▸ **FRAGMENTO**
┏━━
El estrecho y aparentemente incómodo local de Agustinas sigue ahí, a pocos metros de Ahumada, al lado de un quiosco llenos de revistas, confites, cigarrillos, álbumes de todo tipo; a mitad de camino de un mar humano que circula de oriente a poniente y viceversa o atravesándose media cuadra a la vieja galería del Crillón, casi al frente; sorteando autos, furgonetas y taxis que circulan rápido, pero precavidos, hacia la cordillera. Tres o cuatro metros de frontis apenas disimulan lo que ocurre dentro: la bulliciosa vida del primer local del Dominó. Un largo pasillo con mesones a ambos lados; detrás, diez, quince, veinte garzones vestidos de riguroso blanco, con sus gorras sobre la cabeza ordenando y distribuyendo completos con salsa verde, con ají o mostaza, churrascos con palta o tomate, en un balanceo de platos sobre las cabezas de los comensales, desplazando cervezas y jugos frescos en el mesón servidos desde unos jarros plásticos puestos así, a la rápida, sobre recipientes de hielo picado, -¿de melón, de frambuesa, el jugo?-, preguntan decididos los maestros distribuyendo almuerzos y meriendas de media mañana entre los oficinistas.
En el pasillo, dos filas de clientes privilegiados que alcanzaron la cumbre de los mesones, detrás de ellos, segundas filas de clientes atentos a introducir su anatomía al primer espacio libre que aparezca, lo que no impide que devoren en tres zancadas de mandíbula su primera vienesa, ahí, al aire, a las espaldas de los otros clientes, y a su vez él mismo, dando la espalda a la espalda de los clientes del mesón del frente. Un metro y medio, máximo dos, es el ancho del estrecho pasillo donde cuatro docenas de clientes compiten por el mejor lugar para engullir su italiano y beberse hasta la última gota del jugo de melón.
┗━━
▸ **MATERIAL PROPORCIONADO**
┏━━
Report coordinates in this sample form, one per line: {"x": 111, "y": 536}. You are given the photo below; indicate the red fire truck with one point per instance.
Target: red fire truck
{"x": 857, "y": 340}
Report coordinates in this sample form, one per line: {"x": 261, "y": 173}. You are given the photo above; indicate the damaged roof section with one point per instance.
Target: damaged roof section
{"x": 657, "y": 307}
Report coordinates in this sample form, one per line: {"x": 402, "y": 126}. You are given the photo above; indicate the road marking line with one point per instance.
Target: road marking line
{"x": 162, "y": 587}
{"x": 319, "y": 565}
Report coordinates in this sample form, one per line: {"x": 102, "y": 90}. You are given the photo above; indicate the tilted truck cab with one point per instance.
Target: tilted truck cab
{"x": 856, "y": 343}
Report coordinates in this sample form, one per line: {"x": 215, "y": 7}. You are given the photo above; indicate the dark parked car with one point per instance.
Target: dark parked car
┗━━
┏━━
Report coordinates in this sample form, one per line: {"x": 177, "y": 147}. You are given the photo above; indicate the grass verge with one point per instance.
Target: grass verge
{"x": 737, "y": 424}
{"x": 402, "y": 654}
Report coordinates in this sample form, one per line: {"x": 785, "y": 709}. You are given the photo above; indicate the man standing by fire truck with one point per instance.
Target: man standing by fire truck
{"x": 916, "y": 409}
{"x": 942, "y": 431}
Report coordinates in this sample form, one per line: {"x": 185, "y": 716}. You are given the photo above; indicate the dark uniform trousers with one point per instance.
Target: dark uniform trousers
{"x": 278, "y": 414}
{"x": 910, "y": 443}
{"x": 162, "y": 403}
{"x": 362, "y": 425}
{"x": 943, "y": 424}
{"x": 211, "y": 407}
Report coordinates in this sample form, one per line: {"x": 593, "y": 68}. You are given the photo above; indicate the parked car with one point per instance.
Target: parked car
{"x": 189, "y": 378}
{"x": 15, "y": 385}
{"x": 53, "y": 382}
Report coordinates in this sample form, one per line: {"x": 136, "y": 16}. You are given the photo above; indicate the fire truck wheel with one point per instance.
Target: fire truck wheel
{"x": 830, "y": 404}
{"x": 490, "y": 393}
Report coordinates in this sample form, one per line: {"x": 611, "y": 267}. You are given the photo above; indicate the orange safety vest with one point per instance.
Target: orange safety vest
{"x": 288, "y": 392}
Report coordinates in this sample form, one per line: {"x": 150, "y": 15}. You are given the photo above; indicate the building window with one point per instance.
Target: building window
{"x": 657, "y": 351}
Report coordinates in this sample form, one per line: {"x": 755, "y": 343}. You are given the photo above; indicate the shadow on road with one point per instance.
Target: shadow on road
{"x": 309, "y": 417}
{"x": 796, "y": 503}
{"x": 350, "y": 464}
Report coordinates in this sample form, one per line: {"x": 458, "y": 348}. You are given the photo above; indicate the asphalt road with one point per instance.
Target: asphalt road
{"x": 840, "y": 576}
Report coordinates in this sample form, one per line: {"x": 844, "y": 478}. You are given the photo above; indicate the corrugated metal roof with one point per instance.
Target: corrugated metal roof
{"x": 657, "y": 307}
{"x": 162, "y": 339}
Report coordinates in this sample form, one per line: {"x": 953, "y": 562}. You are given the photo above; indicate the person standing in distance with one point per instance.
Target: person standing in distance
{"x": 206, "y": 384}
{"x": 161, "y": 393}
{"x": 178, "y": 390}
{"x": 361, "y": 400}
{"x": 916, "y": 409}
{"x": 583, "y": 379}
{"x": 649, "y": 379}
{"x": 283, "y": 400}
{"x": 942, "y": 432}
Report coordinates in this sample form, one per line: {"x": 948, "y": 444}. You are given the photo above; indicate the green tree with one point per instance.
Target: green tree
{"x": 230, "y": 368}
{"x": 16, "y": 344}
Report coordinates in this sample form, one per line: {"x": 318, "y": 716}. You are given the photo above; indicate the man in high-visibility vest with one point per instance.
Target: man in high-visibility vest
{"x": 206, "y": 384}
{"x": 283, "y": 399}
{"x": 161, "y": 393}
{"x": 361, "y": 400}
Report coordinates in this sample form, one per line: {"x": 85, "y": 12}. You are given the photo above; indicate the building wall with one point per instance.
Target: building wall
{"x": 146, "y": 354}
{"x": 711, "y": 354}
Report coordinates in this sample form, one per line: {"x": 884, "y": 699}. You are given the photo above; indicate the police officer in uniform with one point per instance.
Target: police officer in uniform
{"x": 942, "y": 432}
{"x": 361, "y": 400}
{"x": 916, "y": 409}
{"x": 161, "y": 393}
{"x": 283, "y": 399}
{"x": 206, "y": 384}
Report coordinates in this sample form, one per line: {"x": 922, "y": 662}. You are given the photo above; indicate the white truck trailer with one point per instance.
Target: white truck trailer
┗━━
▸ **INSTRUCCIONES**
Resume en forma de lista el párrafo del fragmento sobre el local del Dominó que empieza con «En el pasillo, dos filas», conservando sus datos principales.

▸ **RESPUESTA**
- En el pasillo hay dos filas de clientes que lograron llegar a los mesones.
- Detrás de ellos, segundas filas de clientes esperan ocupar el primer espacio libre.
- Mientras esperan, comen de pie su primera vienesa, a espaldas de los clientes del mesón y de espaldas a los del mesón del frente.
- El pasillo mide un metro y medio de ancho, dos como máximo.
- En él, cuatro docenas de clientes compiten por el mejor lugar para comerse su italiano y beberse su jugo de melón.